Jawab pertanyaan berikut berdasarkan artikel tentang perang dagang China–AS:
1. Dari media mana artikel ini mengutip informasinya?
2. Siapa nama Chief Rates Strategist Nomura yang dikutip?
3. Petani di wilayah mana yang dirugikan ketika China menghentikan pembelian produk pertanian AS?

-- Kutipan Teks --
=-=-=-=-=

Perang Dagang China - AS

China Korbankan Ekonomi Untuk Jegal Trump

Presiden China Xi Jinping dan Presiden AS Donald Trump. (Foto: net/anews)

BEIJING, ANEWS - China kemungkinan bakal mengambil langkah lebih jauh untuk bisa memenangkan perang dagang.

Dikutip dari CNBC, Kamis (8/8/2019), langkah yang dilakukan China dengan menggunakan yuan sebagai salah satu alat, juga menangguhkan pembelian produk pertanian AS bisa menempatkan bisnis China dalam risiko.

Hal tersebut menjadi indikator seberapa jauh China bersedia mengorbankan perekonomiannya demi mencapai kesepakatan dengan AS yang lebih menguntungkan Negeri Tirai Bambu tersebut.

"Banyak investor telah menyatakan pandangan bahwa China siap menerima penurunan ekonomi (dan dengan demikian ekonomi global juga bakal turun) untuk mencegah terpilihnya kembali Presiden Trump," ujar Chief Rates Strategist Nomura Naka Matsuzawa.

Untuk membalas terhadap ancaman tarif mengejutkan Trump pekan lalu, Cina dengan cepat menghentikan pembelian produk pertanian AS, yang merugikan petani di Midwest. Pasalnya, Midwest merupakan negara bagian yang sangat penting bagi kemenangan presiden Trump pada tahun 2020 mendatang.

=-=-=-=-=

-- Data Mentah --
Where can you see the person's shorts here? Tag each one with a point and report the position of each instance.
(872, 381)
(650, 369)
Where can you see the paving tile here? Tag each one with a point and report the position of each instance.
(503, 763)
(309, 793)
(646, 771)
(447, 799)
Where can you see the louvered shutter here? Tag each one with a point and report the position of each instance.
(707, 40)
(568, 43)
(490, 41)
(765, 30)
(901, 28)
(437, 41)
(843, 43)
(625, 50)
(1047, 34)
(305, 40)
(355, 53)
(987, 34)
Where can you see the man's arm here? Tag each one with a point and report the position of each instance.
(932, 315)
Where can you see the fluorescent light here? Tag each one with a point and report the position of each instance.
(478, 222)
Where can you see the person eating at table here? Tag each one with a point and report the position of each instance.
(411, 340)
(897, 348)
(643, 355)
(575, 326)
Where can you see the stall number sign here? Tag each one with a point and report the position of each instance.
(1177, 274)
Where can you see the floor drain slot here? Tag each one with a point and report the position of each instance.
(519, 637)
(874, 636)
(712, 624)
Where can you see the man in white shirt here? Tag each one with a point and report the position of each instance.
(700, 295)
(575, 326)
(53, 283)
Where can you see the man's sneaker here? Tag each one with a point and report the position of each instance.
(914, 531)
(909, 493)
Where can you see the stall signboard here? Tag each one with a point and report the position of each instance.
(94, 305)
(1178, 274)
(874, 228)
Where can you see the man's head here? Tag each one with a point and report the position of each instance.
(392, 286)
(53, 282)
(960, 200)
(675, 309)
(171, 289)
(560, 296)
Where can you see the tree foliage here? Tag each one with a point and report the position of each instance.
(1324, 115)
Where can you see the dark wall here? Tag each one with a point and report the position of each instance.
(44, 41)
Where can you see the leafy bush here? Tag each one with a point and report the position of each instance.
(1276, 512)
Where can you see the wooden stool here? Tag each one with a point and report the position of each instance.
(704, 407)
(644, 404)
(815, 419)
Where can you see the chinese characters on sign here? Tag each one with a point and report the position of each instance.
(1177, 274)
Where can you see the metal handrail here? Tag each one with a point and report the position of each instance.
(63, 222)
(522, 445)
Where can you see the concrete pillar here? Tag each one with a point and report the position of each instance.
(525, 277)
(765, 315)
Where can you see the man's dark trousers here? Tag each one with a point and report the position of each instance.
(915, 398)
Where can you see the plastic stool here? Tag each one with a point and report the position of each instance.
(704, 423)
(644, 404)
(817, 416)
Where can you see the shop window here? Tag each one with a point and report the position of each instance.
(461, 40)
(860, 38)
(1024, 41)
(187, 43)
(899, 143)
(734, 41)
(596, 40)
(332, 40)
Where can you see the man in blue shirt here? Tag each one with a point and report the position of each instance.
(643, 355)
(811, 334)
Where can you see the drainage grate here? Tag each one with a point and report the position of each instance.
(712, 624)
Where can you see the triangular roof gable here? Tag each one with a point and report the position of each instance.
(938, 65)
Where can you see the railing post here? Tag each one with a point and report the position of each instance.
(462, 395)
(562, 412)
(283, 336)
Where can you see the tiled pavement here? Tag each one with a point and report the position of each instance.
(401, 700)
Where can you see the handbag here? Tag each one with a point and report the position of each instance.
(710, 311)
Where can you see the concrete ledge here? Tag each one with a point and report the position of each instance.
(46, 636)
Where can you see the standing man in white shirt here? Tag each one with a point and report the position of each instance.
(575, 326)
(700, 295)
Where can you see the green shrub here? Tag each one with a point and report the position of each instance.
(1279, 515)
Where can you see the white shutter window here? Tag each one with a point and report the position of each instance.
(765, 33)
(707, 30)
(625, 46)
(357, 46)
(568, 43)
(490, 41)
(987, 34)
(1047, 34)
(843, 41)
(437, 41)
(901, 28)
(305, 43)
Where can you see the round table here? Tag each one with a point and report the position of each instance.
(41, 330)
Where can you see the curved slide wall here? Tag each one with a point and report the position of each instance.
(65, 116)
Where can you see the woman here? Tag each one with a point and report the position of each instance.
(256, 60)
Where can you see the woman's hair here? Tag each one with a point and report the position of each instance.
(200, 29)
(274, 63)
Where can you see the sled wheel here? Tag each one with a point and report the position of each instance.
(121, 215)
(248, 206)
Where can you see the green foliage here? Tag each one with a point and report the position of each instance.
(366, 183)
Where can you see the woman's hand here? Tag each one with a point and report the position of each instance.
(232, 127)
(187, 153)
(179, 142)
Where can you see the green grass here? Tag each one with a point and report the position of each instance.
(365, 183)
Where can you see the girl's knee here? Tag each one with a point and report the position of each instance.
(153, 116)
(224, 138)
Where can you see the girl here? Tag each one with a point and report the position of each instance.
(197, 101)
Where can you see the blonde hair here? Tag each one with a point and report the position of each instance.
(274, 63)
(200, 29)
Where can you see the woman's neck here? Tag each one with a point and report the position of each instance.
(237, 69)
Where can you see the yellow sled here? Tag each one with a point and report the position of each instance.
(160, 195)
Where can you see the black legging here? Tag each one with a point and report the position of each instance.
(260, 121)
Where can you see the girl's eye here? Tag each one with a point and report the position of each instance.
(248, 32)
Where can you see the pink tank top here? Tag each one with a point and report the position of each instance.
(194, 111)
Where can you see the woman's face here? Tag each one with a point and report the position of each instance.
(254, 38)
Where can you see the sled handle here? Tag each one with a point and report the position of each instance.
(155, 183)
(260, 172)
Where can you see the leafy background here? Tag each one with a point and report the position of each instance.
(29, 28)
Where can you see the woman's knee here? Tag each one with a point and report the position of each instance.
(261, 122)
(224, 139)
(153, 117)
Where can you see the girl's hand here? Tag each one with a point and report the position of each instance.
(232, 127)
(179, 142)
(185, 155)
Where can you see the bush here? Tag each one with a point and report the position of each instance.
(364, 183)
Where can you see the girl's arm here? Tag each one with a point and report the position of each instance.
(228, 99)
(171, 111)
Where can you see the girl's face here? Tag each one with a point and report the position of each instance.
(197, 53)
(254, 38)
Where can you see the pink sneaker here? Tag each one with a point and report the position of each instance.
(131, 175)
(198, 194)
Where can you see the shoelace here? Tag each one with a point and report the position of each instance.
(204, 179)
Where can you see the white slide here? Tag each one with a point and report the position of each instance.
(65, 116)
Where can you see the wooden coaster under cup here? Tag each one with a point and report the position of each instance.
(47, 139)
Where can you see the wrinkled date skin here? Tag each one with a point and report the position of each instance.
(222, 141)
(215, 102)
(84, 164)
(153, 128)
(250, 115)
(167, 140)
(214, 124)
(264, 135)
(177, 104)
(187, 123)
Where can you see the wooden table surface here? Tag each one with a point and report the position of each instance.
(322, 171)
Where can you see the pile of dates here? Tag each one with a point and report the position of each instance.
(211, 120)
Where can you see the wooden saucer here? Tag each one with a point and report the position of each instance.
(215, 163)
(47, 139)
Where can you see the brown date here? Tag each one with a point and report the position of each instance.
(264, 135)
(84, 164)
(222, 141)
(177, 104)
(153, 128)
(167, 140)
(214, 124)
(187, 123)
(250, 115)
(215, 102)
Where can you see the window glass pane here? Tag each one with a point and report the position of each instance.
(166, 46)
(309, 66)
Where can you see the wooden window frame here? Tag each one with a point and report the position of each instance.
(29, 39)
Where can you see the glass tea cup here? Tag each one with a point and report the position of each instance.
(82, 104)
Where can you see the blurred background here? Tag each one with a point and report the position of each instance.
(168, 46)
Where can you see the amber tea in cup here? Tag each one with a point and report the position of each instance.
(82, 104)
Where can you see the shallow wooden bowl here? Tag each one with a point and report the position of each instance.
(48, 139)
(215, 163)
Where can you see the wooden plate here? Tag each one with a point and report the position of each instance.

=-=-=-=-=

-- Jawaban Benar --
1. CNBC
2. Naka Matsuzawa
3. Midwest